------ Material supplied ------

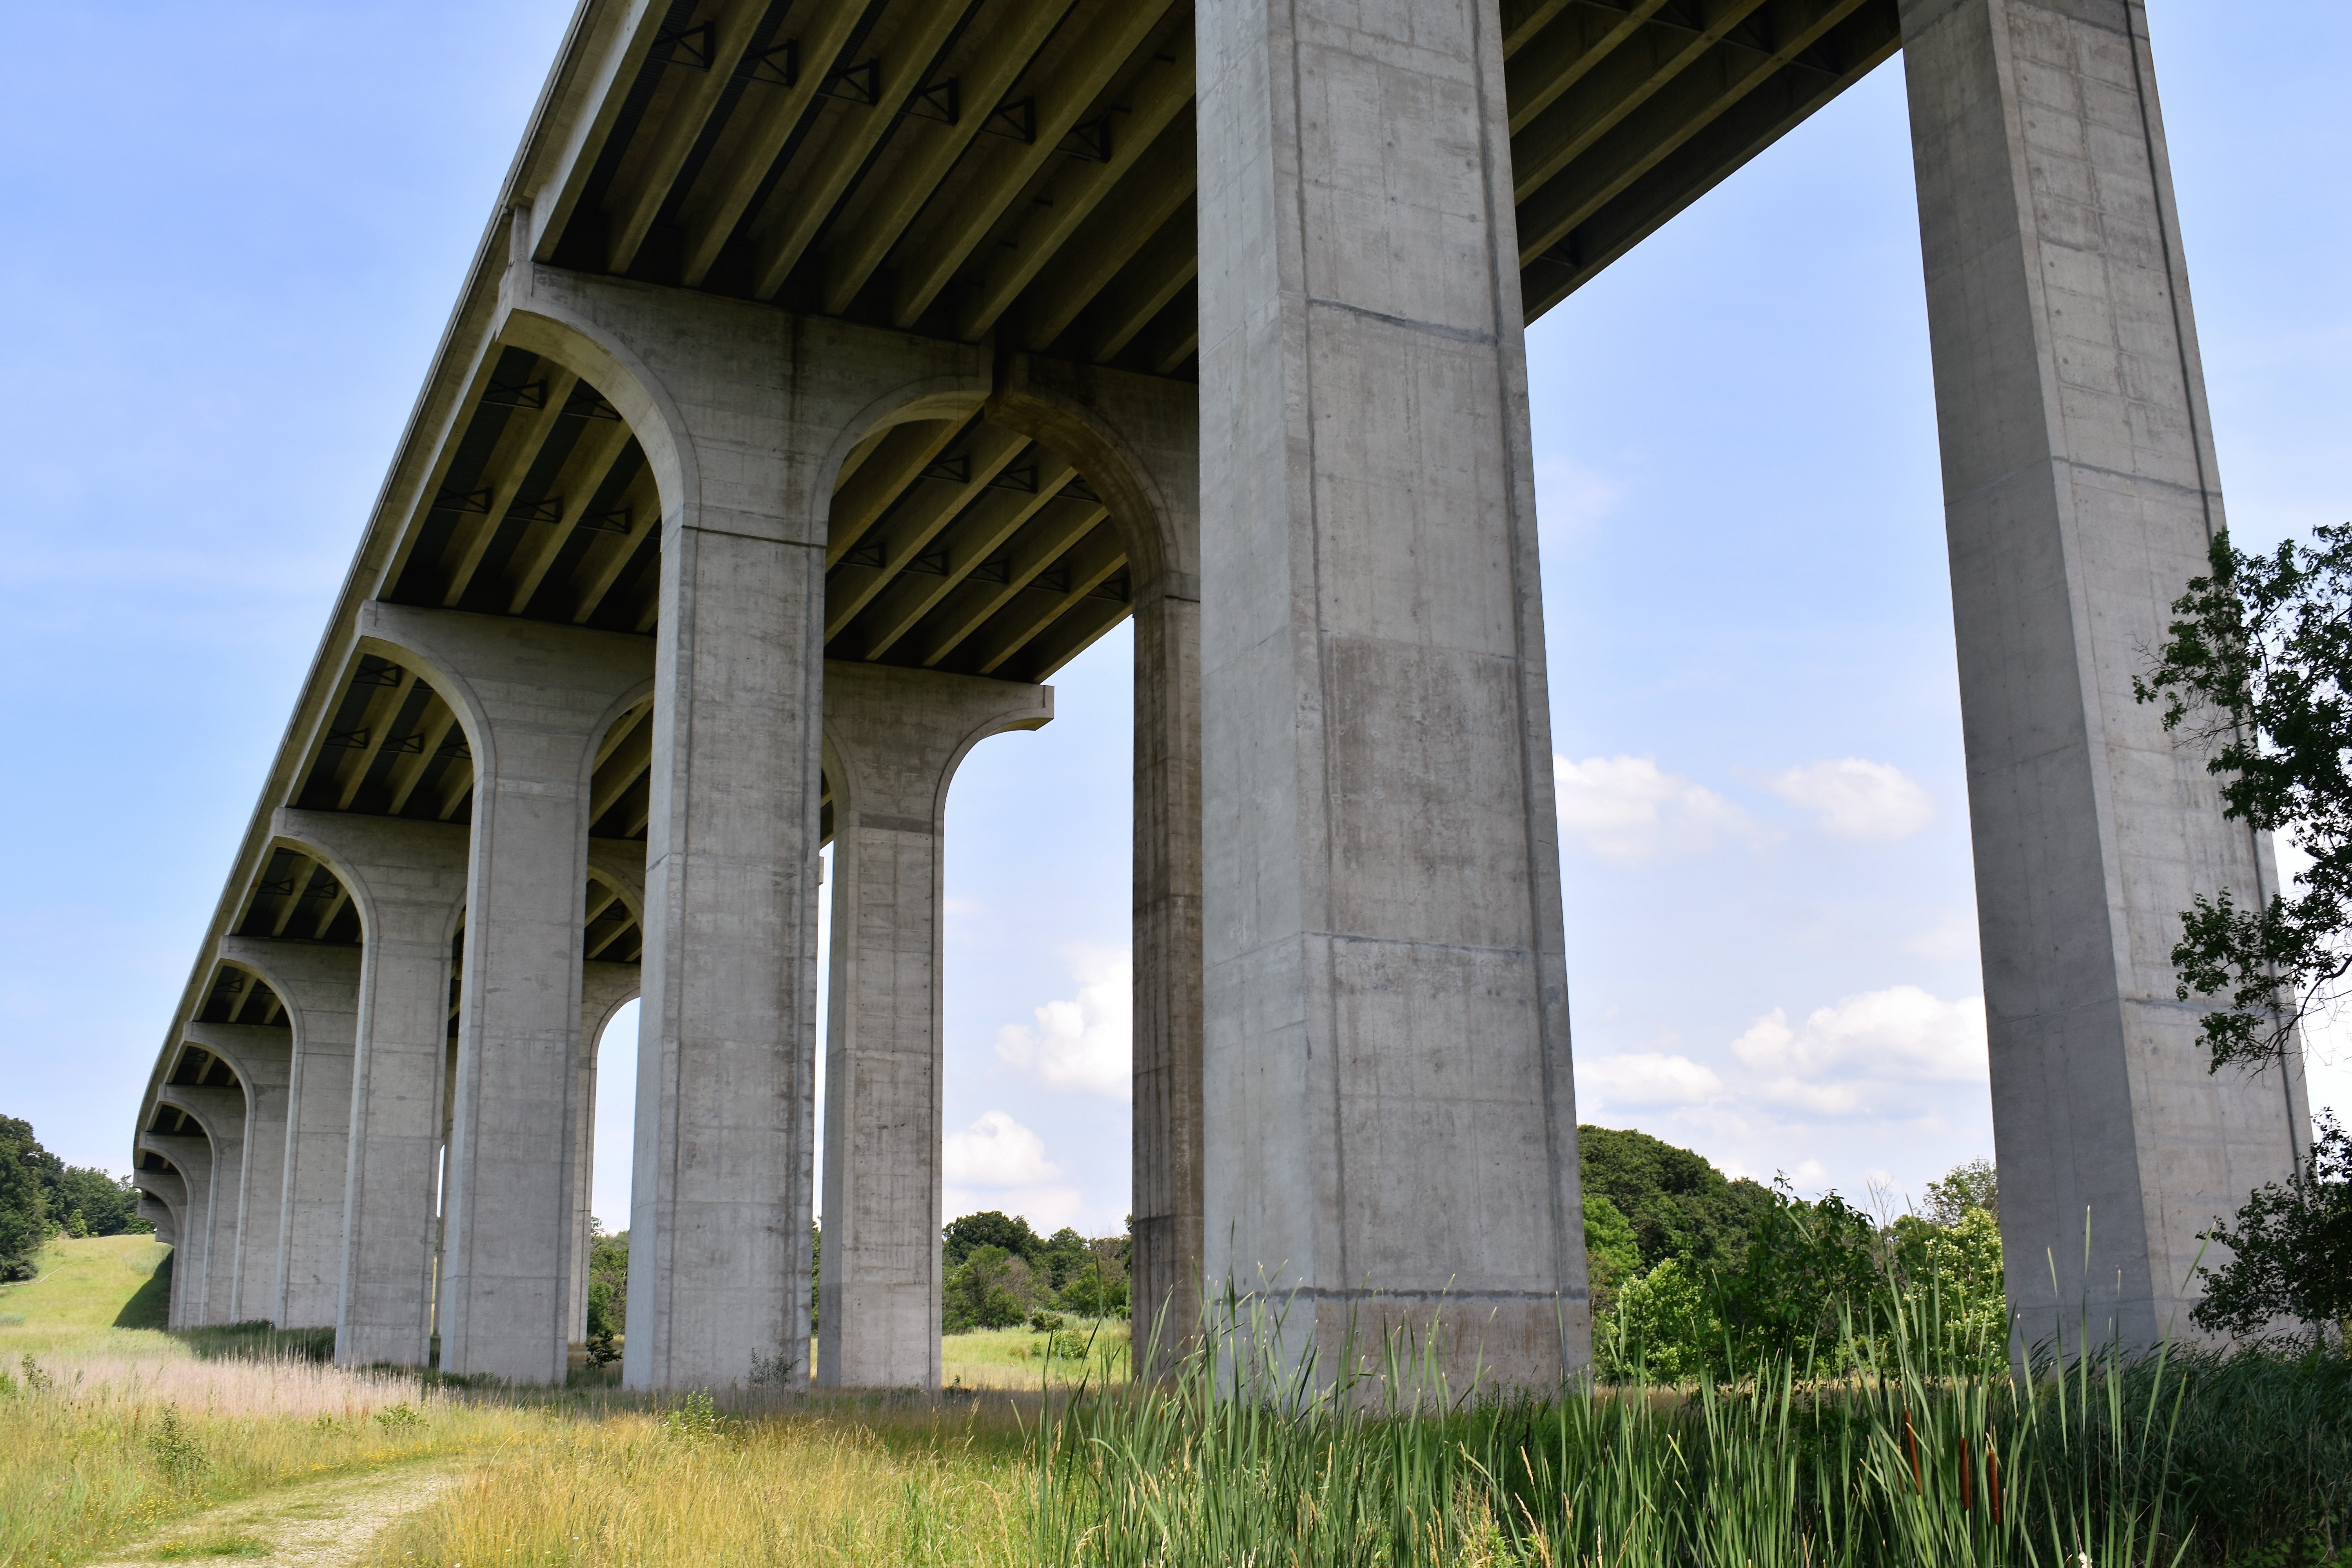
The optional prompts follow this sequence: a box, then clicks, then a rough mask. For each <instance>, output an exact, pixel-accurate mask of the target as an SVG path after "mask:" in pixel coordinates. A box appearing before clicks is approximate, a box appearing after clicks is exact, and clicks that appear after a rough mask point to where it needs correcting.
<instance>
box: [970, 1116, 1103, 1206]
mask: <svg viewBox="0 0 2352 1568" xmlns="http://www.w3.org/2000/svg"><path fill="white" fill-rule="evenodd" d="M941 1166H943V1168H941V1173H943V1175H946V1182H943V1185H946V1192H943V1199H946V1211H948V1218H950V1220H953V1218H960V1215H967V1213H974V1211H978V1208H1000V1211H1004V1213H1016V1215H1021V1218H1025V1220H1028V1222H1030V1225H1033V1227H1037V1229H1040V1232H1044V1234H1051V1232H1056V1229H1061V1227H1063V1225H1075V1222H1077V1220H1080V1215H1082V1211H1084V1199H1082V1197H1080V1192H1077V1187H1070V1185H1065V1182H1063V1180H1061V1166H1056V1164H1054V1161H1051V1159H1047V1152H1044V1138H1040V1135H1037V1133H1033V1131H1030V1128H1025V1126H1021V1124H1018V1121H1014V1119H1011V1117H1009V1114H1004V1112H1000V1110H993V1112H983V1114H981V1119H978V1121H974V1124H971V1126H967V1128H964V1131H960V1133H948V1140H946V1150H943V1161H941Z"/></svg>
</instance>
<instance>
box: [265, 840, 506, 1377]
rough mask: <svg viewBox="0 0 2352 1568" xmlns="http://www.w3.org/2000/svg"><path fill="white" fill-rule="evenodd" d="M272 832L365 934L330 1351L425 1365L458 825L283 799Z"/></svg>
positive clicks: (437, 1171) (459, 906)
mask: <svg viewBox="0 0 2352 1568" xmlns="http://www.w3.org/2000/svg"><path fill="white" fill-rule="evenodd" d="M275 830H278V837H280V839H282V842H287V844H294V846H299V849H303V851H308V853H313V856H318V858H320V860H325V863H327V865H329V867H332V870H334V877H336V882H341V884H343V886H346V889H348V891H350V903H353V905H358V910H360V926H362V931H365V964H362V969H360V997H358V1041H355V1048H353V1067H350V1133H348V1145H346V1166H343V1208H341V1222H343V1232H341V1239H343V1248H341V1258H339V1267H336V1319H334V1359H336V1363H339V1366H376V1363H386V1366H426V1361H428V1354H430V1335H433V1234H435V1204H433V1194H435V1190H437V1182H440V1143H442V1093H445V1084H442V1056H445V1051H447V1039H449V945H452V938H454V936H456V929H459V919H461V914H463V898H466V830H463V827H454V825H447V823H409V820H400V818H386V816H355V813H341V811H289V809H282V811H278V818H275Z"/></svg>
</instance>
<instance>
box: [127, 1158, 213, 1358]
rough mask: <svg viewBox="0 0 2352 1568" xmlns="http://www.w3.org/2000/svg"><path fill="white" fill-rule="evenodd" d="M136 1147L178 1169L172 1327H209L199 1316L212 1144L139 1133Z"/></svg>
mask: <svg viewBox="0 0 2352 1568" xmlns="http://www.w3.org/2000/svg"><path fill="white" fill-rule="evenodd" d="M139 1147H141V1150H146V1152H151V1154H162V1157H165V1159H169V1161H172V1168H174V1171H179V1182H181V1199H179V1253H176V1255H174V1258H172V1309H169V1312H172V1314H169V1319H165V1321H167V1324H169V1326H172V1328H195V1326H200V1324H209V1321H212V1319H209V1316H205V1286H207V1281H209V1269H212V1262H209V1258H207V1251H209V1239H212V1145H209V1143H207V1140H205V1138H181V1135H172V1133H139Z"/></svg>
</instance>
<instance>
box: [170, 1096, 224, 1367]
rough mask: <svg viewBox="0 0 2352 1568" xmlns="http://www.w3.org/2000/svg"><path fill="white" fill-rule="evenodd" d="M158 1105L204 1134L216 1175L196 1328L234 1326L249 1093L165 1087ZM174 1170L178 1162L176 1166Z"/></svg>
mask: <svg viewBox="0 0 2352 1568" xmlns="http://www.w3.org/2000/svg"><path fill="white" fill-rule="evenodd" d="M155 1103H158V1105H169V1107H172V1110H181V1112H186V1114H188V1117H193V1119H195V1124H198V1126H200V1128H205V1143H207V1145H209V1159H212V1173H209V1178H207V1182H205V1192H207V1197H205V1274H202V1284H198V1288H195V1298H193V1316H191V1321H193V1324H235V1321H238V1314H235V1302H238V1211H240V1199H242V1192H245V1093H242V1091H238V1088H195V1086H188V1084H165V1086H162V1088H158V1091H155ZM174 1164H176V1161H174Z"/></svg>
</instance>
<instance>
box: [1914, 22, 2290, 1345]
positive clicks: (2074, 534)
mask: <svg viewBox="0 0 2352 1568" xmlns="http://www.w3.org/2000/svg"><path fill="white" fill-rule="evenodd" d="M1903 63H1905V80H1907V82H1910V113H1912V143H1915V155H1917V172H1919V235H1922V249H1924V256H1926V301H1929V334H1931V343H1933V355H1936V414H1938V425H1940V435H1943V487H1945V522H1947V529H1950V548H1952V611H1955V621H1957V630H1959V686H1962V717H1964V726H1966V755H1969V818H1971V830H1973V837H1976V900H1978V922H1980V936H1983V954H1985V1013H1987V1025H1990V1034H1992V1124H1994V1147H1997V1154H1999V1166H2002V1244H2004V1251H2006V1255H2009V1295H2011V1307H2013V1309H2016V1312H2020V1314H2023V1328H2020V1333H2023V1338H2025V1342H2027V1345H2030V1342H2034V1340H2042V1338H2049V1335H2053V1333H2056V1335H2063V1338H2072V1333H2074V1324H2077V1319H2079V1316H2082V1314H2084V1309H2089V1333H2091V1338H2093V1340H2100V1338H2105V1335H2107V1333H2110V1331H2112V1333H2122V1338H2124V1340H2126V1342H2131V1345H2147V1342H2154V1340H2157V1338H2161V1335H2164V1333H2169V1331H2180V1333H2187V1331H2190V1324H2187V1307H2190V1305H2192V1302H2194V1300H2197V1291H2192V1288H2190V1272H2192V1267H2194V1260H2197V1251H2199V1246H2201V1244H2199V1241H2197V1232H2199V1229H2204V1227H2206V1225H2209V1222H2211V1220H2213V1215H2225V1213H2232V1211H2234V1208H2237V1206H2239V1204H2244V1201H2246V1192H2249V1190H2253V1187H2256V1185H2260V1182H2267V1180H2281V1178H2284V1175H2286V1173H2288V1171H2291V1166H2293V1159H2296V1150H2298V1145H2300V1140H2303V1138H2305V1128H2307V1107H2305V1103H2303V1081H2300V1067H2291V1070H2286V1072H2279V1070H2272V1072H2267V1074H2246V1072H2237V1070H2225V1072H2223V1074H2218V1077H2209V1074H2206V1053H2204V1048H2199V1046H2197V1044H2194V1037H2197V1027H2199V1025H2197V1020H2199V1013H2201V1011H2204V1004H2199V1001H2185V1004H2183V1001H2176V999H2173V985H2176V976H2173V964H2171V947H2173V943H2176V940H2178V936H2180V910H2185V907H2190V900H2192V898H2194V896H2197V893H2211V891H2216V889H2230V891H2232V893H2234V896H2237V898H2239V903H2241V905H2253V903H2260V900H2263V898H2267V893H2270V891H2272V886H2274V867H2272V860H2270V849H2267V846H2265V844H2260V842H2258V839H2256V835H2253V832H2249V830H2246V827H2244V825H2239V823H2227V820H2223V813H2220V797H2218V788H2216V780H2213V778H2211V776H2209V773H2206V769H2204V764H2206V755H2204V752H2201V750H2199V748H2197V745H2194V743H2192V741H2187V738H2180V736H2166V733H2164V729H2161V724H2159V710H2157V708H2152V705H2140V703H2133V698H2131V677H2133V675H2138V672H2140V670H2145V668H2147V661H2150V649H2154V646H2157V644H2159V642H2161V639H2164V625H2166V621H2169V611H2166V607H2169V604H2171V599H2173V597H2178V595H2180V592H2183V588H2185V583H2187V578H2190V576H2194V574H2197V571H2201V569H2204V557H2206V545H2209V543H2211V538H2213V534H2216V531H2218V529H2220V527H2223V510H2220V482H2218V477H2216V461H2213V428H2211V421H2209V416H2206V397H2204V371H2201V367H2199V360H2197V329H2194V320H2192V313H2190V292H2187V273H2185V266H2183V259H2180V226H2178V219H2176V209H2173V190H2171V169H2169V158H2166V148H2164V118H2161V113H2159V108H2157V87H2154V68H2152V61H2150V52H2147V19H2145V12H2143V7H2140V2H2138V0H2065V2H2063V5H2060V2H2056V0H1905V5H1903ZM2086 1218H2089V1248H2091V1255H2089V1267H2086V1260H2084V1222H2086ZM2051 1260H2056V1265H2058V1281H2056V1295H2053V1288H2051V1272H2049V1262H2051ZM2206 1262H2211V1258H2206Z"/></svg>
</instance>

------

→ What to do
Retype the entries above exactly, but only from the line containing "1105L204 1134L216 1175L196" through the line containing "box: [1914, 22, 2290, 1345]", both included.

→ Result below
rough mask: <svg viewBox="0 0 2352 1568" xmlns="http://www.w3.org/2000/svg"><path fill="white" fill-rule="evenodd" d="M158 1105L204 1134L216 1175L196 1328L234 1326L249 1093L165 1087ZM174 1170L178 1162L176 1166Z"/></svg>
mask: <svg viewBox="0 0 2352 1568" xmlns="http://www.w3.org/2000/svg"><path fill="white" fill-rule="evenodd" d="M155 1103H158V1105H169V1107H172V1110H181V1112H186V1114H188V1117H193V1119H195V1124H198V1126H200V1128H205V1143H207V1145H209V1159H212V1173H209V1178H207V1182H205V1192H207V1197H205V1274H202V1284H198V1288H195V1298H193V1316H191V1321H193V1324H235V1321H238V1314H235V1302H238V1211H240V1199H242V1192H245V1093H242V1091H238V1088H195V1086H188V1084H165V1086H162V1088H158V1091H155ZM174 1164H176V1161H174Z"/></svg>
</instance>
<instance>
box: [1914, 22, 2290, 1345]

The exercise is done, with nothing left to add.